● **What is needed**
Produce the listing below again, exactly as shown.

● **Supplied material**
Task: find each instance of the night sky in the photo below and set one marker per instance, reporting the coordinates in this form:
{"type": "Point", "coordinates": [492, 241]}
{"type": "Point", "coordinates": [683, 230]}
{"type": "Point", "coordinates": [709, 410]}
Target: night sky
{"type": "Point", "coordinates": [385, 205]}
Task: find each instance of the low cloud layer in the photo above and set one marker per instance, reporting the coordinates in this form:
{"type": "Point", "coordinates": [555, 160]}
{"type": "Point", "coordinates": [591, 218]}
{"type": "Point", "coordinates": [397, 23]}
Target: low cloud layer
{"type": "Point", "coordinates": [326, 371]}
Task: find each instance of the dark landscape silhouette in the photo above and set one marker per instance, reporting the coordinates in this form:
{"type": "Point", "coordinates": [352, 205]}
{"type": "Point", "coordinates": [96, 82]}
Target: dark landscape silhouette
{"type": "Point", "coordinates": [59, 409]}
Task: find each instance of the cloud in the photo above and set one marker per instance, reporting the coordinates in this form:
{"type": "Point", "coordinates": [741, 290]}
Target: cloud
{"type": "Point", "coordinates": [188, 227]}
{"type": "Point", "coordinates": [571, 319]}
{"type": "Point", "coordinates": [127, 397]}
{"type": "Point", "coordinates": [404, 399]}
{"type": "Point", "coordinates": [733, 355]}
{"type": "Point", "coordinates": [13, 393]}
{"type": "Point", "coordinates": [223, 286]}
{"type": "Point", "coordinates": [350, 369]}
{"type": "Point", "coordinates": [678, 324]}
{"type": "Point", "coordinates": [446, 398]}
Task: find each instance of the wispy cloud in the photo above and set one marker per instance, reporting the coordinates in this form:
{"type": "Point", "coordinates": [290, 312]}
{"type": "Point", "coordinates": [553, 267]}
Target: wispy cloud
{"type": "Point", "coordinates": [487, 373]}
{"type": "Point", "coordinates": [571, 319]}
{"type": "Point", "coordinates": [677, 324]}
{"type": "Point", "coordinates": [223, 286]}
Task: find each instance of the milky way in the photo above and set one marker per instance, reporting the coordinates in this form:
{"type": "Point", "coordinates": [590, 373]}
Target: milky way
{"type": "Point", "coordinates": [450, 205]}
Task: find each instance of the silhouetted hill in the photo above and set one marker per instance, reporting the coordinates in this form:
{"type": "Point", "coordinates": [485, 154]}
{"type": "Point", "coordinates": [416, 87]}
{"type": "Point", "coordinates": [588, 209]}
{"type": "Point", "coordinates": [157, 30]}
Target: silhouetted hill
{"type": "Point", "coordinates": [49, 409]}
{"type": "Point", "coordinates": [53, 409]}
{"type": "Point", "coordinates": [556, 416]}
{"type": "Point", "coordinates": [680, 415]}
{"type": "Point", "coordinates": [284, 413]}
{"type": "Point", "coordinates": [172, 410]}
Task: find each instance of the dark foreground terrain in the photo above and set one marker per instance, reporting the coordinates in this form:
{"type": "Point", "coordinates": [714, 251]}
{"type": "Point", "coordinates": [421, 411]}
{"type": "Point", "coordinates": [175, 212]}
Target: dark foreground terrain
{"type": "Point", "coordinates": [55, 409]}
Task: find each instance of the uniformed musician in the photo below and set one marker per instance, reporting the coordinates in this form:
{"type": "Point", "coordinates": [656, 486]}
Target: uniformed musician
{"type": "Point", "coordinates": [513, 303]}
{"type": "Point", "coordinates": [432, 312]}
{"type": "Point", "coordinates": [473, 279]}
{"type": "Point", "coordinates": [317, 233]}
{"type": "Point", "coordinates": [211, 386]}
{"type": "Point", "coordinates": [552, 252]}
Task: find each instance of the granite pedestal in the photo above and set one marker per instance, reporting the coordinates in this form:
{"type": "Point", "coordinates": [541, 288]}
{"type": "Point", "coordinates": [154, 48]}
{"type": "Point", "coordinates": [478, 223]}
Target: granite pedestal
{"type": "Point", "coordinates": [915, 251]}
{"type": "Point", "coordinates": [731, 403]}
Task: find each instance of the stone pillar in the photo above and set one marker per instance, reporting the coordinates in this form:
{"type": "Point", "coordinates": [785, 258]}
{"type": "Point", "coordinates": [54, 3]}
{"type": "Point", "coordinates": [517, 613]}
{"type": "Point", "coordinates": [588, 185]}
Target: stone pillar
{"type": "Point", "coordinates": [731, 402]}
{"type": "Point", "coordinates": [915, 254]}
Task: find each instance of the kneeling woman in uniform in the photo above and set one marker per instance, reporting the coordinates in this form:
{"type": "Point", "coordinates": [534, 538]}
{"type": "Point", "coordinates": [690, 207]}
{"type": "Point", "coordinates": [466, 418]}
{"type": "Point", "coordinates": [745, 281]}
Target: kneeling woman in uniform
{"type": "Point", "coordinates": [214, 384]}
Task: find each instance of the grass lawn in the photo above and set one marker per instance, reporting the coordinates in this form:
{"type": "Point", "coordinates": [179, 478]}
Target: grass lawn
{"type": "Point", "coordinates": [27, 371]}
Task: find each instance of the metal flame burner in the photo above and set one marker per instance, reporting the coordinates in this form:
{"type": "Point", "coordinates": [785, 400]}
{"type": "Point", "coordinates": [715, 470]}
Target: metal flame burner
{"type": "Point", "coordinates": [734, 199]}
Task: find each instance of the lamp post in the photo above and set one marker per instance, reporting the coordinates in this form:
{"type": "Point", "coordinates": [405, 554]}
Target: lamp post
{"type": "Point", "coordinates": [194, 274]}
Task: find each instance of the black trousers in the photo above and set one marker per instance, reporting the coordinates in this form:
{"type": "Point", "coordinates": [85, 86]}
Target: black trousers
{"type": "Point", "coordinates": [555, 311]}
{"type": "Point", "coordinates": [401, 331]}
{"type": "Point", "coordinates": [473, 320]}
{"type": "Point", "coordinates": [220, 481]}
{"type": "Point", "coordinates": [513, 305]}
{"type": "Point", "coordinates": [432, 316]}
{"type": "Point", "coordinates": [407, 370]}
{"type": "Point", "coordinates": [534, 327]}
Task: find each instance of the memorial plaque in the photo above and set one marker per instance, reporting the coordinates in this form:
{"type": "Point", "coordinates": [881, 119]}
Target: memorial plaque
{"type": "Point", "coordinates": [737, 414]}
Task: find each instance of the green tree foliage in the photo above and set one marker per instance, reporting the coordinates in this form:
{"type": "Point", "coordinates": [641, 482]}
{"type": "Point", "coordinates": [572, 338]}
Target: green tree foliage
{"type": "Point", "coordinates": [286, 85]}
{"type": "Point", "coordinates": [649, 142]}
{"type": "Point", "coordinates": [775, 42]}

● **Solution to the exercise**
Task: find each instance of the night sky in the photo below and set one marker per instance, reporting the coordinates in this form:
{"type": "Point", "coordinates": [492, 241]}
{"type": "Point", "coordinates": [683, 230]}
{"type": "Point", "coordinates": [709, 410]}
Target: night sky
{"type": "Point", "coordinates": [385, 205]}
Task: find each instance of the low cloud layer in the photo above and set one marker per instance, reporting the coordinates in this form:
{"type": "Point", "coordinates": [555, 160]}
{"type": "Point", "coordinates": [591, 218]}
{"type": "Point", "coordinates": [397, 23]}
Target: low cloud layer
{"type": "Point", "coordinates": [326, 371]}
Task: find each instance of the dark landscape silhouette in the photo above and set one marker per instance, reporting the coordinates in this form:
{"type": "Point", "coordinates": [352, 205]}
{"type": "Point", "coordinates": [96, 82]}
Target: dark landscape silhouette
{"type": "Point", "coordinates": [59, 409]}
Task: find each instance of the cloud in the photo above and set one marker per instance, reporting the coordinates in this form:
{"type": "Point", "coordinates": [741, 290]}
Target: cloud
{"type": "Point", "coordinates": [188, 227]}
{"type": "Point", "coordinates": [571, 319]}
{"type": "Point", "coordinates": [127, 397]}
{"type": "Point", "coordinates": [404, 399]}
{"type": "Point", "coordinates": [733, 355]}
{"type": "Point", "coordinates": [13, 393]}
{"type": "Point", "coordinates": [223, 286]}
{"type": "Point", "coordinates": [350, 369]}
{"type": "Point", "coordinates": [678, 324]}
{"type": "Point", "coordinates": [446, 398]}
Task: find each instance of the wispy cloud in the photo above and set one marker per instance, reporting the coordinates in this form:
{"type": "Point", "coordinates": [290, 312]}
{"type": "Point", "coordinates": [553, 267]}
Target: wispy cloud
{"type": "Point", "coordinates": [487, 373]}
{"type": "Point", "coordinates": [571, 319]}
{"type": "Point", "coordinates": [677, 324]}
{"type": "Point", "coordinates": [223, 286]}
Task: find each instance of the milky way in the photo above and set one marker per instance, reporting the coordinates in this form:
{"type": "Point", "coordinates": [590, 373]}
Target: milky way
{"type": "Point", "coordinates": [450, 205]}
Task: find each instance of the silhouetted hill in the photo above and set one marker per instance, reporting the coordinates in this form:
{"type": "Point", "coordinates": [485, 154]}
{"type": "Point", "coordinates": [416, 87]}
{"type": "Point", "coordinates": [588, 209]}
{"type": "Point", "coordinates": [157, 30]}
Target: silhouetted hill
{"type": "Point", "coordinates": [49, 409]}
{"type": "Point", "coordinates": [53, 409]}
{"type": "Point", "coordinates": [556, 416]}
{"type": "Point", "coordinates": [680, 415]}
{"type": "Point", "coordinates": [284, 413]}
{"type": "Point", "coordinates": [172, 410]}
Task: find each instance of the dark foreground terrain in the photo above and set one marker per instance, reporting the coordinates in this form:
{"type": "Point", "coordinates": [714, 251]}
{"type": "Point", "coordinates": [421, 411]}
{"type": "Point", "coordinates": [175, 212]}
Target: dark foreground terrain
{"type": "Point", "coordinates": [55, 409]}
Task: find each instance of the uniformed musician in the photo below and set one marker per instance, reporting the coordinates in this form:
{"type": "Point", "coordinates": [656, 486]}
Target: uniformed musician
{"type": "Point", "coordinates": [513, 303]}
{"type": "Point", "coordinates": [432, 312]}
{"type": "Point", "coordinates": [473, 279]}
{"type": "Point", "coordinates": [317, 233]}
{"type": "Point", "coordinates": [211, 386]}
{"type": "Point", "coordinates": [552, 252]}
Task: find each instance of the granite pedestal in the photo above and set one marker per instance, reporting the coordinates in this form:
{"type": "Point", "coordinates": [541, 288]}
{"type": "Point", "coordinates": [154, 48]}
{"type": "Point", "coordinates": [478, 223]}
Target: granite pedestal
{"type": "Point", "coordinates": [915, 251]}
{"type": "Point", "coordinates": [731, 403]}
Task: find each instance of the stone pillar in the photo above and set one marker per instance, reporting the coordinates in this form:
{"type": "Point", "coordinates": [785, 258]}
{"type": "Point", "coordinates": [54, 3]}
{"type": "Point", "coordinates": [517, 613]}
{"type": "Point", "coordinates": [588, 185]}
Target: stone pillar
{"type": "Point", "coordinates": [731, 402]}
{"type": "Point", "coordinates": [915, 254]}
Task: find each instance of the kneeling woman in uniform in the photo above and set one marker per instance, reporting the coordinates in this form:
{"type": "Point", "coordinates": [534, 538]}
{"type": "Point", "coordinates": [690, 207]}
{"type": "Point", "coordinates": [466, 418]}
{"type": "Point", "coordinates": [745, 281]}
Target: kneeling woman in uniform
{"type": "Point", "coordinates": [214, 384]}
Task: find each instance of the grass lawn in the photo above and set one marker per instance, reporting the coordinates in this form:
{"type": "Point", "coordinates": [179, 478]}
Target: grass lawn
{"type": "Point", "coordinates": [27, 371]}
Task: find each instance of the metal flame burner in the photo above and set one marker per instance, reporting the coordinates in this form:
{"type": "Point", "coordinates": [785, 400]}
{"type": "Point", "coordinates": [715, 470]}
Target: metal flame burner
{"type": "Point", "coordinates": [734, 199]}
Task: find each instance of the lamp post in the photo above and set one marker per instance, reporting the coordinates in this form:
{"type": "Point", "coordinates": [405, 554]}
Target: lamp post
{"type": "Point", "coordinates": [194, 274]}
Task: find each instance of the black trousers in the photo above and set one marker per instance, reporting the coordinates in this form:
{"type": "Point", "coordinates": [85, 86]}
Target: black trousers
{"type": "Point", "coordinates": [555, 311]}
{"type": "Point", "coordinates": [401, 331]}
{"type": "Point", "coordinates": [473, 320]}
{"type": "Point", "coordinates": [220, 481]}
{"type": "Point", "coordinates": [513, 305]}
{"type": "Point", "coordinates": [432, 316]}
{"type": "Point", "coordinates": [407, 370]}
{"type": "Point", "coordinates": [534, 327]}
Task: find each instance of the memorial plaque in the photo above and set one marker per instance, reporting the coordinates in this form:
{"type": "Point", "coordinates": [881, 119]}
Target: memorial plaque
{"type": "Point", "coordinates": [737, 414]}
Task: find each instance of the green tree foliage in the photo above and set one marker per instance, reporting the coordinates in this form:
{"type": "Point", "coordinates": [641, 482]}
{"type": "Point", "coordinates": [572, 338]}
Target: green tree foliage
{"type": "Point", "coordinates": [286, 85]}
{"type": "Point", "coordinates": [649, 142]}
{"type": "Point", "coordinates": [775, 42]}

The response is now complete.